● **WORK INSTRUCTIONS**:
Add 144 to every bounding box coordinate in the answers, and give back everything from the line containing "Task: Locate the ski pole handle" down to the line containing "[151,0,171,156]" with all other lines unchanged.

>> Start

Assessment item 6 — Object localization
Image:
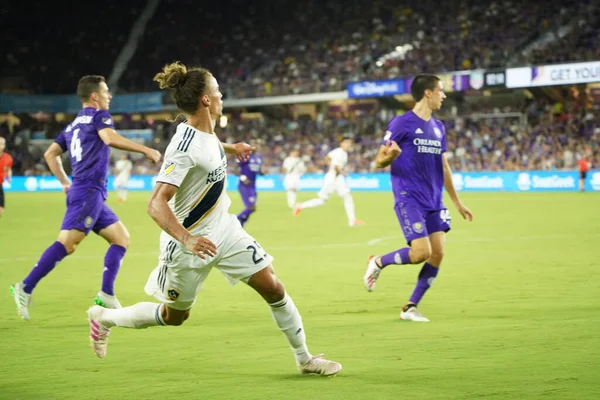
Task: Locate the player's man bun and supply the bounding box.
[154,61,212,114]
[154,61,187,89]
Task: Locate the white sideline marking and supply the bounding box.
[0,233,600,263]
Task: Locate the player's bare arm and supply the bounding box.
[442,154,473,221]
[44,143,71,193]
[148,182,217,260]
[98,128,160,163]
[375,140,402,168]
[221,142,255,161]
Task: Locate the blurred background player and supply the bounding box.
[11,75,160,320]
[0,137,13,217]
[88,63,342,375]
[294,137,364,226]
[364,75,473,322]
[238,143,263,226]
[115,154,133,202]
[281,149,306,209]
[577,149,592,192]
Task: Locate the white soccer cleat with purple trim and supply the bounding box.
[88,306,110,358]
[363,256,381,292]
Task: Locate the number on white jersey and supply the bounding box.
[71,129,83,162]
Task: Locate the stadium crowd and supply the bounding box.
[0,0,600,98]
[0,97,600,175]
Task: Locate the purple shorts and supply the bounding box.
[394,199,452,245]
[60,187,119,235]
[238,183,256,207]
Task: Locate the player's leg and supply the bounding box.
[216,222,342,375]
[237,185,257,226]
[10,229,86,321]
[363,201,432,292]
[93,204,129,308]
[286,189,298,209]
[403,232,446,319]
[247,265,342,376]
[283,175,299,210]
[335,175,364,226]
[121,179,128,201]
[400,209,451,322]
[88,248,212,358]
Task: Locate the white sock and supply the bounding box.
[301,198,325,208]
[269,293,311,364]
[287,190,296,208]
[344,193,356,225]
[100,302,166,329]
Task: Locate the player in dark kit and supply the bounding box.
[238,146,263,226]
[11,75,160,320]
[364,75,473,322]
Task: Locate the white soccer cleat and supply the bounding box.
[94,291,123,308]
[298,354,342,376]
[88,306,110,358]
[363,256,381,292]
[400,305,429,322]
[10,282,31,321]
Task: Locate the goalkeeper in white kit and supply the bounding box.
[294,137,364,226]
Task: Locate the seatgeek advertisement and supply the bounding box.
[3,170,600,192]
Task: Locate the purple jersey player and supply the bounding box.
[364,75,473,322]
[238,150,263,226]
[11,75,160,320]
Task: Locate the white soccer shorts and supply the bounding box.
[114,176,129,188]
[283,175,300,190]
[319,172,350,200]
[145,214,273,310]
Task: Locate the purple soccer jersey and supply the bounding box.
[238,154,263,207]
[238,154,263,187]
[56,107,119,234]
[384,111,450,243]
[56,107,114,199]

>> End
>> Start

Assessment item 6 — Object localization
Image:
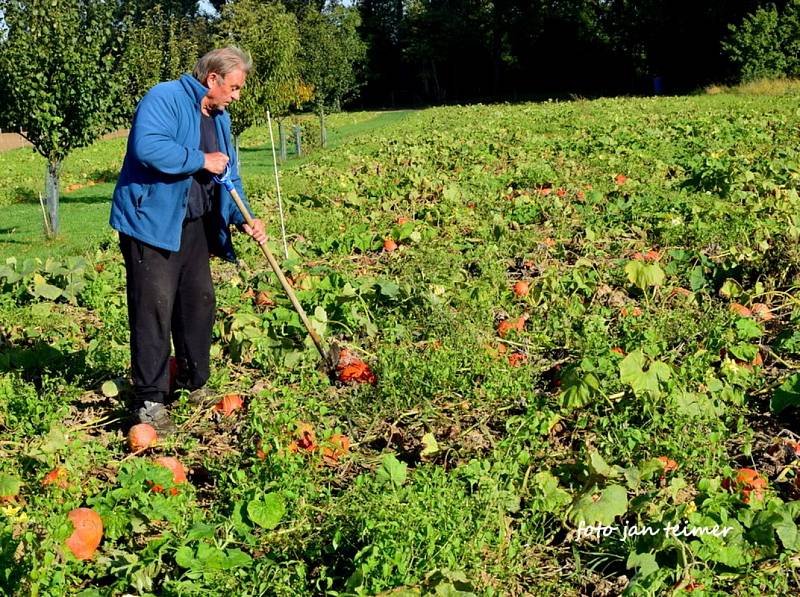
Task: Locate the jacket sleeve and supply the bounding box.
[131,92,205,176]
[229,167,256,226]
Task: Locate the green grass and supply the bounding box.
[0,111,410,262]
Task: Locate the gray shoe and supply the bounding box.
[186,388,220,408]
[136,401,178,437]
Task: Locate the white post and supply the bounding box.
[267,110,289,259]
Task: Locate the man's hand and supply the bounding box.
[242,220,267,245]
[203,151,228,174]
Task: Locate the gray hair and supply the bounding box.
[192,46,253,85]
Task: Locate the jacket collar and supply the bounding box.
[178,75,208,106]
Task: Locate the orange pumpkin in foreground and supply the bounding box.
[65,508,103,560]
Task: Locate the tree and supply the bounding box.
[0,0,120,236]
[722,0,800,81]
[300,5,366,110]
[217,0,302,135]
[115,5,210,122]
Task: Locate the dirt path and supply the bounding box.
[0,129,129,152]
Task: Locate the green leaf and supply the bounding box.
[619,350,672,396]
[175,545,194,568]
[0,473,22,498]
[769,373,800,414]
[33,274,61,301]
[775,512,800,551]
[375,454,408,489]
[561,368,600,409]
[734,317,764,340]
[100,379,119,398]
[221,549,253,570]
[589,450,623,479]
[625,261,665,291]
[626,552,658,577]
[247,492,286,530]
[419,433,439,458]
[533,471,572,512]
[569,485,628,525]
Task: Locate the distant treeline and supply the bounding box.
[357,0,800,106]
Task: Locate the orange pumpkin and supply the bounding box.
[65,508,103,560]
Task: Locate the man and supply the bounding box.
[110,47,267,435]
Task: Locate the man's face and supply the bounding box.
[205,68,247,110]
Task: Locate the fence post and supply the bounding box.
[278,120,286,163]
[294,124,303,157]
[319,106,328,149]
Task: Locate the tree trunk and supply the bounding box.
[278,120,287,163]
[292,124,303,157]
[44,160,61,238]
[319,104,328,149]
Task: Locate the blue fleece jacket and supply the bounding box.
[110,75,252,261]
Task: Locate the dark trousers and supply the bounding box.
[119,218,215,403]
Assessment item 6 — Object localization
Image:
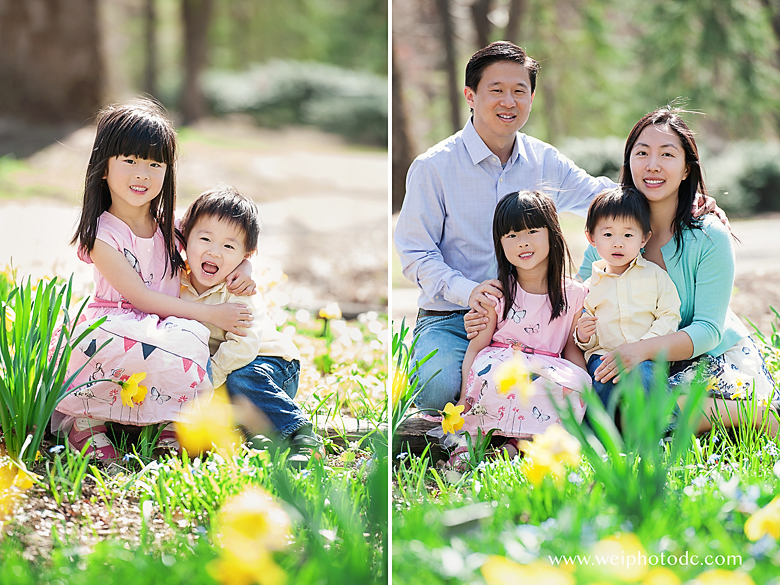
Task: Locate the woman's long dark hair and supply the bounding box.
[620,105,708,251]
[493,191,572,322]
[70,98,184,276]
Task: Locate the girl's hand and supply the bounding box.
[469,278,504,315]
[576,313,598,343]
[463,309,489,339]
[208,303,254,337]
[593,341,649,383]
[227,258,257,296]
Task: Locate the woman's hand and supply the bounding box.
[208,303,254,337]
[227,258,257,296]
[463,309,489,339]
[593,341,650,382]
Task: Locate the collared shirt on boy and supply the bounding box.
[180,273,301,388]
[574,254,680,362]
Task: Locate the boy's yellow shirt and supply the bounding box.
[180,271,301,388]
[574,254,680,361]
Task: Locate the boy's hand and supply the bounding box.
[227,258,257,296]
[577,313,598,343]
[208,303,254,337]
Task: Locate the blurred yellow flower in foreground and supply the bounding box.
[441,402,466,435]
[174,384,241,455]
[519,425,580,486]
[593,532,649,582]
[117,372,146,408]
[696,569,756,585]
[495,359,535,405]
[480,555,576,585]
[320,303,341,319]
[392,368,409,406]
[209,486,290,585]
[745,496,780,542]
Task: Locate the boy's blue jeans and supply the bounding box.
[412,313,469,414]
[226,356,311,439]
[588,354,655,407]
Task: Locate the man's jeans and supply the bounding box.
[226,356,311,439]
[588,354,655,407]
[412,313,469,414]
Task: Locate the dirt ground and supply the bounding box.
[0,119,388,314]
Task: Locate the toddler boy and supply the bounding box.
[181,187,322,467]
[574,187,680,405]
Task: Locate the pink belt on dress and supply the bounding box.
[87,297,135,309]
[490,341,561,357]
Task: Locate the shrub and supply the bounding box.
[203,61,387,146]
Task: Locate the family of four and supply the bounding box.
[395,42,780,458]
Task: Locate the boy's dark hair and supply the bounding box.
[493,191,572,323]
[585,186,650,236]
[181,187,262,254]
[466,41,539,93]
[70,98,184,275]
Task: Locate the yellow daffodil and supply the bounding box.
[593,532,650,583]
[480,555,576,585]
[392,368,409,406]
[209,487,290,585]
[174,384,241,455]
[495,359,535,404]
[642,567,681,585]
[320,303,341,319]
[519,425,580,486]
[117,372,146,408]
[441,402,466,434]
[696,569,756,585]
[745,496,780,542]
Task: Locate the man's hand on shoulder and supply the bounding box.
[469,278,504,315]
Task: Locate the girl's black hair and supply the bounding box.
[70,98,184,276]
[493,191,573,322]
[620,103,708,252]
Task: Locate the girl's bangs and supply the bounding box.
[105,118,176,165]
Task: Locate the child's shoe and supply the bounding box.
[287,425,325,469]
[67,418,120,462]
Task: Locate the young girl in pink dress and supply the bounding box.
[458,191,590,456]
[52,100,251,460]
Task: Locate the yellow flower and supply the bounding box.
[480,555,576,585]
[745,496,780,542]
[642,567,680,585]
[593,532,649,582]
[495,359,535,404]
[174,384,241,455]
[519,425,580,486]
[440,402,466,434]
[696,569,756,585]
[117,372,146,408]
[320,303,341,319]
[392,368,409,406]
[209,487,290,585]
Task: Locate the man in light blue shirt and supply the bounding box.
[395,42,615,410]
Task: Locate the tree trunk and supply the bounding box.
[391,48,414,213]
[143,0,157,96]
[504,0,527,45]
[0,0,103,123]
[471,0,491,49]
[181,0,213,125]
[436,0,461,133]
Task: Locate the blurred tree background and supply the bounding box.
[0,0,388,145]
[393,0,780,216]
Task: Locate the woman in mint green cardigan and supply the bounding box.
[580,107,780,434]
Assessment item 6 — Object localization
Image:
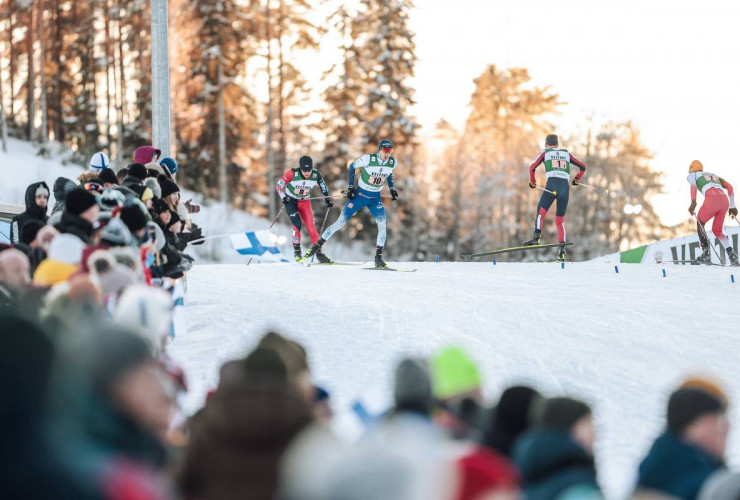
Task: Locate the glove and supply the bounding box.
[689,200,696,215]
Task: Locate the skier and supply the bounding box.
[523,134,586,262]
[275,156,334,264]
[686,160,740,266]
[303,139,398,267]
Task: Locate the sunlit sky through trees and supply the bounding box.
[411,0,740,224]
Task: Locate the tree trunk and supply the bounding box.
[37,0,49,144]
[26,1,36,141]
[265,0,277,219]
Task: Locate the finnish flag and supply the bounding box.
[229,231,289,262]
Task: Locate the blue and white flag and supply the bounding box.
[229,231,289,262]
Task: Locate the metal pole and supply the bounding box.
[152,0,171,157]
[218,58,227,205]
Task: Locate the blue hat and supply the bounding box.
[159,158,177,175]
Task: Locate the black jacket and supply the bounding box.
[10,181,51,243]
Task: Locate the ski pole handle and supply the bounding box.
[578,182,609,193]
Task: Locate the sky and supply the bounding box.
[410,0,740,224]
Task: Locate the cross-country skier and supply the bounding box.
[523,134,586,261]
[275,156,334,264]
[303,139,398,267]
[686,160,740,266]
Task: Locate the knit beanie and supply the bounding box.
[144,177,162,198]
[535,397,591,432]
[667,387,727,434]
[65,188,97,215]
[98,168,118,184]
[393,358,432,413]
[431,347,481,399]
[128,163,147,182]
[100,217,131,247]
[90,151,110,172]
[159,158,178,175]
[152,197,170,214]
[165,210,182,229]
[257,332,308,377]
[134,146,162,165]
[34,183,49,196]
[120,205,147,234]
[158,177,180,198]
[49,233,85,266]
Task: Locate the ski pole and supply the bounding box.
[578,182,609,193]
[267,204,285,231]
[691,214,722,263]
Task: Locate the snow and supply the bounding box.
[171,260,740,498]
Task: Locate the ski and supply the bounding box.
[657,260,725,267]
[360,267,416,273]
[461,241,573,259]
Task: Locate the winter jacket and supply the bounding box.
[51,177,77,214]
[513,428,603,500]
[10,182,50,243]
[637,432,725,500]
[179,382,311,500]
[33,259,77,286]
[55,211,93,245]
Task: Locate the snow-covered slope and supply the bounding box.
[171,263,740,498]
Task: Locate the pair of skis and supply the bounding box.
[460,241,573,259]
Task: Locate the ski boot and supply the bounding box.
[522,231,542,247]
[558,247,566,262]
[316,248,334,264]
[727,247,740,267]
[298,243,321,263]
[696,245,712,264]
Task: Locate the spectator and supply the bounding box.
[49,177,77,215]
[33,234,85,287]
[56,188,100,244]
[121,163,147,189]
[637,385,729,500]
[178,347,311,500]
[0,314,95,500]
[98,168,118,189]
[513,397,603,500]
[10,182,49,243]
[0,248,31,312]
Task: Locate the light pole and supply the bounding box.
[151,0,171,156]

>> End

● **REPLY TO THE TASK**:
Task: Locate the ski pole handle and supply the bounding box.
[722,326,753,337]
Task: Locate the sky and supply the bounding box.
[554,144,884,368]
Task: Locate the cross-country skier and supply the bounding box.
[667,278,730,405]
[419,300,478,408]
[447,283,542,411]
[830,304,884,410]
Task: Locate the knit beanie and supply the bounding box.
[288,321,306,342]
[679,541,735,576]
[811,531,871,578]
[209,332,241,359]
[242,312,262,328]
[537,502,576,557]
[575,491,625,543]
[272,307,291,326]
[244,361,275,391]
[234,295,254,316]
[303,302,322,319]
[296,341,314,358]
[309,354,326,373]
[401,476,452,521]
[278,290,306,309]
[178,327,193,340]
[264,349,291,378]
[302,321,324,342]
[193,377,229,410]
Task: Locate the ski pole and supply the bounding box.
[722,326,753,337]
[411,348,429,375]
[835,358,866,407]
Task: Locate the snow and supply the bounding box.
[315,404,884,642]
Task: Locate the ski and supply the bounding box.
[801,404,869,411]
[504,411,560,417]
[605,385,717,403]
Task: Locate the winter jacket and supply the bounding box.
[195,321,221,358]
[657,572,747,644]
[154,326,194,387]
[781,576,869,644]
[323,526,455,644]
[177,403,221,430]
[199,355,237,389]
Task: Locate the snow-covered slope and supply the bounding box.
[315,407,884,642]
Task: Locate the pair of skis and supply the bounding box.
[604,385,717,403]
Task: Locate the ski boot and supply the bounding box.
[666,375,686,391]
[702,391,710,406]
[460,392,478,408]
[871,391,884,411]
[442,387,465,407]
[840,389,856,408]
Task: Locate the spectator and supply the bounding box.
[193,321,221,359]
[177,378,229,431]
[200,332,244,388]
[265,307,291,333]
[781,529,873,644]
[322,491,455,644]
[144,458,239,644]
[242,312,262,333]
[657,541,747,644]
[154,326,193,387]
[144,392,175,456]
Task: Locate the light pole and supply the bounding box.
[295,144,315,300]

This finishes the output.